┌─ PROVIDED RECORDS

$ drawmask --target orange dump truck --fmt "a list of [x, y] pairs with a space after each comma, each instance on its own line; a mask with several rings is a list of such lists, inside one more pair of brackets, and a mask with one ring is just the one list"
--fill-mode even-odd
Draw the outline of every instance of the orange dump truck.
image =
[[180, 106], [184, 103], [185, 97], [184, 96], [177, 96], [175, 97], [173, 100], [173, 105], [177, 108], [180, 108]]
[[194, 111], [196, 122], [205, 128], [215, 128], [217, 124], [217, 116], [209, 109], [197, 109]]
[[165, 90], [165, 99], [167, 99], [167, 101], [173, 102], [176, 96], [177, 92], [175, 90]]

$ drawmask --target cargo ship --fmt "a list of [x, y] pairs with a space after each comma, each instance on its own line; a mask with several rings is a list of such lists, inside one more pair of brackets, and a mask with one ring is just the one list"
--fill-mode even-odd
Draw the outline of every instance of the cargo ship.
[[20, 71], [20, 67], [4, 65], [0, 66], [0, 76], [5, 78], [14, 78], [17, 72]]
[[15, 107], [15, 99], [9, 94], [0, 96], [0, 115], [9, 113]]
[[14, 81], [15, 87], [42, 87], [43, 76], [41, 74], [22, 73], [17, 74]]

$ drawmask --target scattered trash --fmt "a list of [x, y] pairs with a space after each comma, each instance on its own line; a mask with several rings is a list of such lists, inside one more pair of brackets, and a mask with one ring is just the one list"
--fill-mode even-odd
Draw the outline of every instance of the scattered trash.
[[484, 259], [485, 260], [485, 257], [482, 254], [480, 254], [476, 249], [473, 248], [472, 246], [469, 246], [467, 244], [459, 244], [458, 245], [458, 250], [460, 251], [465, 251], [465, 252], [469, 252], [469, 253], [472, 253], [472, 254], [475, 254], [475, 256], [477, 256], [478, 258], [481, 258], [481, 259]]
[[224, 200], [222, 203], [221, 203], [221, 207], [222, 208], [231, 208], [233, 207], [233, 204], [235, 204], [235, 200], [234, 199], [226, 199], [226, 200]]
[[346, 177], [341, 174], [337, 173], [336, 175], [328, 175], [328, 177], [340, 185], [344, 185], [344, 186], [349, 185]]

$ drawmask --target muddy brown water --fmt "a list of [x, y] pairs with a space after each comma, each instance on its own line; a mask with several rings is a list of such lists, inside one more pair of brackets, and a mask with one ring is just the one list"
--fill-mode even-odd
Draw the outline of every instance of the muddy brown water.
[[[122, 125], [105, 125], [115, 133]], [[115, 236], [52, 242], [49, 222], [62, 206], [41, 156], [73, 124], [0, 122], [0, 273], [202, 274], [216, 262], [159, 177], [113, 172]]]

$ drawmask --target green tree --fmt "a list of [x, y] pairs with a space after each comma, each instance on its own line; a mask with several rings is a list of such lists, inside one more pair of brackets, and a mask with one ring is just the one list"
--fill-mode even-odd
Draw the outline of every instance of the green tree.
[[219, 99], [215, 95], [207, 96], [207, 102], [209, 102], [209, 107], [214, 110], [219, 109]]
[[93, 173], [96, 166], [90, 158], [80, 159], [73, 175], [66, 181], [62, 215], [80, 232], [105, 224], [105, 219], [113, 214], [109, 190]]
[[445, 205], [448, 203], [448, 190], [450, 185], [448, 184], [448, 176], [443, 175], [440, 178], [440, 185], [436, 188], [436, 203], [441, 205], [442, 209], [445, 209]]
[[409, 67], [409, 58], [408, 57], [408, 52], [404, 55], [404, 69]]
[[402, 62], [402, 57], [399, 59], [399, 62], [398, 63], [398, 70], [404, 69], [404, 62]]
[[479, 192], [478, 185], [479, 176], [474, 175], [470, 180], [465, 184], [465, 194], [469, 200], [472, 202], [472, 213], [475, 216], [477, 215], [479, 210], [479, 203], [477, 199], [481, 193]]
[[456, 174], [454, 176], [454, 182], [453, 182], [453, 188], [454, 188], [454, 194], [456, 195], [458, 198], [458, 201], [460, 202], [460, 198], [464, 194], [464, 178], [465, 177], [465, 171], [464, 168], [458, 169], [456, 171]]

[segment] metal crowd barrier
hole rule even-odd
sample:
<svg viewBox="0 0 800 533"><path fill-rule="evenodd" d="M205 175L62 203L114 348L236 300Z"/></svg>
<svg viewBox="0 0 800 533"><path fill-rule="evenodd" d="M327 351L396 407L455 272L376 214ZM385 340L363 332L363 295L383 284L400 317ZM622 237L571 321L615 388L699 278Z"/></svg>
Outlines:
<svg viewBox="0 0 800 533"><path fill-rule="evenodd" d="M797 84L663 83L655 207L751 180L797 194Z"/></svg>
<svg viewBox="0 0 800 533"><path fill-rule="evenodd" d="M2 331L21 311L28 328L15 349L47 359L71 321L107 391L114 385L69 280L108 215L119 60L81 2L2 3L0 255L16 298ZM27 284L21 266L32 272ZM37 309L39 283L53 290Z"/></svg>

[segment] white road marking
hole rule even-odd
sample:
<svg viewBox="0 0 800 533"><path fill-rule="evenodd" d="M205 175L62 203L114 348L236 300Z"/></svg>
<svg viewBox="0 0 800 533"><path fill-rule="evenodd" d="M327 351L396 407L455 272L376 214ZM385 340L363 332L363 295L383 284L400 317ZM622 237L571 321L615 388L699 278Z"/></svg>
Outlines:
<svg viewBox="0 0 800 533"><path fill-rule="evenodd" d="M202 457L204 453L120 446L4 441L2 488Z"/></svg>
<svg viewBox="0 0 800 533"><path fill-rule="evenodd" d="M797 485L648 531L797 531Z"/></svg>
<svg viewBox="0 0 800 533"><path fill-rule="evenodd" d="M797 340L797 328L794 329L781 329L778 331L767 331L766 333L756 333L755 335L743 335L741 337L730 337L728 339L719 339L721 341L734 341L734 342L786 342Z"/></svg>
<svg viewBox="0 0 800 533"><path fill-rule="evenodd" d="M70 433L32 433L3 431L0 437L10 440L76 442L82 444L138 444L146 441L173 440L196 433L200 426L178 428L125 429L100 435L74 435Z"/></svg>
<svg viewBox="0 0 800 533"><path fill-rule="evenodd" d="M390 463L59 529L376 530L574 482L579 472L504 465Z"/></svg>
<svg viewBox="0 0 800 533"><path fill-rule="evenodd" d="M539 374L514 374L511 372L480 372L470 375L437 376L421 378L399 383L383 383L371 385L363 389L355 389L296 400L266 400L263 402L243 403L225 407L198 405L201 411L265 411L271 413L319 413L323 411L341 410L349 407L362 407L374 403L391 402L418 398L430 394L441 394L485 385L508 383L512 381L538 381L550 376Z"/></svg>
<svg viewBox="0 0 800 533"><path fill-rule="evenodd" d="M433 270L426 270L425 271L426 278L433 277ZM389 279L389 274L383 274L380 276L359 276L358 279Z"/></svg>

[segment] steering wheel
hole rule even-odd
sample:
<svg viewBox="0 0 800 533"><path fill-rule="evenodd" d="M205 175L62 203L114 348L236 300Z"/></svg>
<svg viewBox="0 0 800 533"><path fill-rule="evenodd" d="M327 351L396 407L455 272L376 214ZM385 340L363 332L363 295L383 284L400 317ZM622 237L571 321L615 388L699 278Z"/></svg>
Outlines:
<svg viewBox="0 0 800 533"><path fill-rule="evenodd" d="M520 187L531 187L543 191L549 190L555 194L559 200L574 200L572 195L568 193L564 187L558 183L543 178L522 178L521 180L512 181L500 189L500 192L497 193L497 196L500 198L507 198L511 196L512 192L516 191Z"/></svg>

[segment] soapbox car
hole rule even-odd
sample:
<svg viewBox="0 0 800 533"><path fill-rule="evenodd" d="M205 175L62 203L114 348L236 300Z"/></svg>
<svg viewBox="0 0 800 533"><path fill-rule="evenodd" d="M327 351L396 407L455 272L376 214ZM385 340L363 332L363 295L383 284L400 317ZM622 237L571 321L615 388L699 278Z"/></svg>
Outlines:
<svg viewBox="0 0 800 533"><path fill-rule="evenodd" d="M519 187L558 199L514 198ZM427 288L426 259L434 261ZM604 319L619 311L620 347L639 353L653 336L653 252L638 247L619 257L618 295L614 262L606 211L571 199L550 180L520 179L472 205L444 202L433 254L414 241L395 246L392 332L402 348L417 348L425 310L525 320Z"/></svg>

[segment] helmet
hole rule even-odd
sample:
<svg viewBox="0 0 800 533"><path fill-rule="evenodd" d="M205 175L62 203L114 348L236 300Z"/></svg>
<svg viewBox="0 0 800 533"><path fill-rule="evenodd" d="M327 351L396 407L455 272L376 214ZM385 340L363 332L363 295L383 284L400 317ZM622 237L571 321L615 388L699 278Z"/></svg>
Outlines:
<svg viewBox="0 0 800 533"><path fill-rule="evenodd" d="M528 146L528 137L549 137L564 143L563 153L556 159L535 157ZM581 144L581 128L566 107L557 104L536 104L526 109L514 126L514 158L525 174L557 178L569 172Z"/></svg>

└─

**GIVEN EXERCISE**
Print the data above without any changes, from the line with "[segment] helmet" through the last line, both included.

**RESPONSE FOR THIS EXERCISE**
[segment] helmet
hole rule even-odd
sample:
<svg viewBox="0 0 800 533"><path fill-rule="evenodd" d="M205 175L62 203L114 348L236 300Z"/></svg>
<svg viewBox="0 0 800 533"><path fill-rule="evenodd" d="M327 351L396 407L455 272L376 214ZM385 340L363 332L363 295L383 284L400 317ZM622 237L571 321L615 388L699 278Z"/></svg>
Outlines:
<svg viewBox="0 0 800 533"><path fill-rule="evenodd" d="M528 146L528 137L549 137L564 143L563 153L556 159L535 157ZM581 144L581 128L566 107L557 104L536 104L526 109L514 126L514 158L525 174L557 178L569 172Z"/></svg>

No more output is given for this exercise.